TASK INSTRUCTIONS
Write what comes next in the Sofia travel blog post below, picking up right after its last sentence.

SOURCE PASSAGE
(begin)
Saturday, April 22, 2017

[SOFIA] A Tale of Two Churches: The Small One


Once again, I was that Asian holding the immigration line. The officer asked what my purpose in Sofia was. I said tourism, then showed her my Sofia-Berlin boarding pass for Sunday. She wanted to see the ticket. I gave her a confused look asking why the ticket when I’m already showing you the boarding pass? It took her around half a minute to realize it, and then she let off an audible laugh. I also chuckled because I didn’t want to be an unforgiving jerk. We then added each other on Facebook, got married, and had four kids.


After getting married and having four kids, I went out of the airport terminal to find the metro station, which was conveniently located on the far left side of the exit. The ticket machine accepts payWave! But I already changed some Euros to Levas at the airport so I opted for coins. Standard one-way fares here in Sofia are pegged at BGN1.60 (~PHP45). Coming from Germany, I found everything cheap. EUR1 gives you BGN2, and the prices here and there are almost the same in nominal value, meaning half the price.


A plate of good Bolognese at the museum’s resto bar at Serdika, for example, costs around BGN8. The same plate will cost you around EUR8 at the Italian resto I frequent in Berlin. But a leva is half a euro, so it’s like getting a 50% discount! Another thing I love about Sofia is how the metro connects to the airport. It takes no longer than half an hour to reach the core of the city center from there, and without hassles! The cars are also clean, although the doors open and close a little too loudly and violently.


I got off at Serdika at around 10 PM. The city center is photogenic at night, all lit up and shit. I decided to have that late Bolognese fix before heading over to my Airbnb place. From Serdika, almost every tourist attraction is within walking distance. Most of them are places for religious worship. The Sveta Petka Church, for instance, was the first one I saw as I crossed the street after hopping off the subway. It’s a really small church the size of a big room, but it was obviously closed that late in the evening.


Behind it is a square surrounded by the classy façade of the Council of Ministers to the left, as well as two more buildings to the right and to the north which boast the same architectural style. At the square you’ll see these curious looking glass domes on the ground which actually serve as the roof of an underground attraction that features ruins. Remember that this city has a really long history as part of two or more empires, although the communist influence from a few decades back proves to be more prevalent.


As I crossed the street to the National Archaeological Museum’s resto, I was greeted by a dancing fountain lit in different colors. That was cute. I was hungry. Finding the tram afterwards was a bit of a challenge, but it did give me the opportunity to see the Palace of Justice at night. It looks more impressive under sunlight, though, because the two black lions guarding it are clearly visible and in stark contrast to the pale white portico. End of story, time for bed. Having six hours of freedom the next morning, I took a stroll.
(end)
DATASET ROWS
(begin)
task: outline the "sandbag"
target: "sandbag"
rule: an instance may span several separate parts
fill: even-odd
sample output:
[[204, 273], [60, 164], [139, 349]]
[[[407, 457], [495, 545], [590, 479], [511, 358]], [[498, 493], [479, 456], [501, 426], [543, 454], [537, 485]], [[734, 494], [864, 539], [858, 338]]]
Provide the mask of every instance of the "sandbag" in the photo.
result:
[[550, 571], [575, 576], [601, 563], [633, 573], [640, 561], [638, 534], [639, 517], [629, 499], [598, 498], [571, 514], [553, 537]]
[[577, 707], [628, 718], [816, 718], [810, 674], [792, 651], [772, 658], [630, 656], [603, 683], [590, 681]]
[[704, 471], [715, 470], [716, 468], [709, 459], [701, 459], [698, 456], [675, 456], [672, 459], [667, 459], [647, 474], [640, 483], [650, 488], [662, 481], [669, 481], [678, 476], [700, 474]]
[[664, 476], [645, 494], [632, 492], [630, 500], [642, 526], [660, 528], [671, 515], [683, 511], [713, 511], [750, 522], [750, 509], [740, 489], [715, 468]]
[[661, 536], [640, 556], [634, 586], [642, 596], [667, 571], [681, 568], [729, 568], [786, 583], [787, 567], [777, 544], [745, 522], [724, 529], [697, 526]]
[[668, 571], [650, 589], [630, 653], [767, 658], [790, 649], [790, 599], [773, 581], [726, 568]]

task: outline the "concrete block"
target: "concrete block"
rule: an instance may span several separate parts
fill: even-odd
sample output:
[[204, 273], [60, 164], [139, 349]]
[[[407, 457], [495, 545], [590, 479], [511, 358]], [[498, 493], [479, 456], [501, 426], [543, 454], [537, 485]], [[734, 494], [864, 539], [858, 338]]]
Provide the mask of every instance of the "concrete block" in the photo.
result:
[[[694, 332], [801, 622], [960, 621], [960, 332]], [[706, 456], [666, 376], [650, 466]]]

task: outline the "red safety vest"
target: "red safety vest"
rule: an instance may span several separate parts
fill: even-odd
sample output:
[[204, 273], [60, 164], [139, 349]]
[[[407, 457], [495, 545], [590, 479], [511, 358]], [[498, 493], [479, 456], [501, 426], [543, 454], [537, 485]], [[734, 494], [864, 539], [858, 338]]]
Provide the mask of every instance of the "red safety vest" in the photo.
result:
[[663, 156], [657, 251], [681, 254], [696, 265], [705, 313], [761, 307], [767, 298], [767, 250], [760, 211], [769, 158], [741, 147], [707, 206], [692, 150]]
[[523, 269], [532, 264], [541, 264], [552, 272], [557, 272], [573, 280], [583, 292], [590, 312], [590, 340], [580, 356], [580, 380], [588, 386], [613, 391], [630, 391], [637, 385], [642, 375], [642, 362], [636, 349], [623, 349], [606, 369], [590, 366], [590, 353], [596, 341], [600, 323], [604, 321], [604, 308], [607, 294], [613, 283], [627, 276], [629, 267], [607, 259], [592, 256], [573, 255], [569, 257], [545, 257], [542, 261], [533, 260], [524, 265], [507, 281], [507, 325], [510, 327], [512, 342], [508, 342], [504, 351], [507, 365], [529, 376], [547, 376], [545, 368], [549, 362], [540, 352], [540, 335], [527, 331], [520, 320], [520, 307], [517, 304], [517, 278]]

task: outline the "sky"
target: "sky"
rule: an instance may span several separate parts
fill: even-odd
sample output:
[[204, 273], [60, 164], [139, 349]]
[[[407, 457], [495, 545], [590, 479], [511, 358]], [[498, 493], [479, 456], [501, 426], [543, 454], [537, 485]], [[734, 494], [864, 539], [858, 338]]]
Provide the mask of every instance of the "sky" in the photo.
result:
(end)
TASK RESULT
As I ended my shift right after lunch on a Saturday afternoon, I decided to go straight to Boyana Church, which is a UNESCO World Heritage Site. All it took was a fifteen-minute bus ride from my Airbnb place plus a ten-minute uphill hike. Did I mention that the buses had WiFi? Impressive, Sofia. Very impressive. It was very helpful in loading Google Maps. Most people combine this trip to Boyana with a trek up Vitosha, given the proximity. I did have the time, but neither energy nor willpower. Next time?


In fact, that is one of Sofia’s claim to fame aside from its many elegant buildings. Vitosha is easily reachable from the city center and that mountain has its own ski resort. Winter sports are really not my thing, figure skating aside of course. If you like skiing, then Sofia is probably a good choice. But let’s go back to the church and how it works. Is it worth your time? It costs BGN10 (~PHP275) to get in, but I paid only BGN2 (~PHP55) thanks to my university ID. What follows is a queue similar to roller coaster rides.


No, they don’t offer a fast pass. What happens is that only eight people are allowed inside the church, and one group gets 10 minutes tops. I was there at around 12:30 PM but didn’t get in until 1 PM, which wasn’t a bad deal. You might get bored exploring the vicinity while waiting for your turn because it’s just a small complex. New groups also arrive every ten minutes or so, which means leaving the line could mean getting banished to the end of it once you get back there again. Did I mention that the church is small?


It has, like, three chambers. The first one serves like a foyer with a few excavated murals on display. The second chamber has more murals preserved on the walls and the ceilings themselves. Again, I am not a huge fan of the arts. You’ll get a good deal out of this experience if you have some knowledge of religious art from the Byzantine era. But the church boasts a collection of murals from different periods, hence the inclusion on the UNESCO World Heritage List. Unfortunately, photography is not allowed inside.


Nah, don’t try to pull off a subtle selfie here like you would in the Sistine Chapel. This one’s really small, and the security personnel is very attentive. Anyway, the last chamber has a mini dome with a prominent mural on it, as usual. I wish I knew how to appreciate art. For what it’s worth, it did got me curious as far as religious history is concerned. I’m agnostic, but I acknowledge the power that religion holds over a lot of people regardless which era they are in. Sofia has a lot of that in exhibition.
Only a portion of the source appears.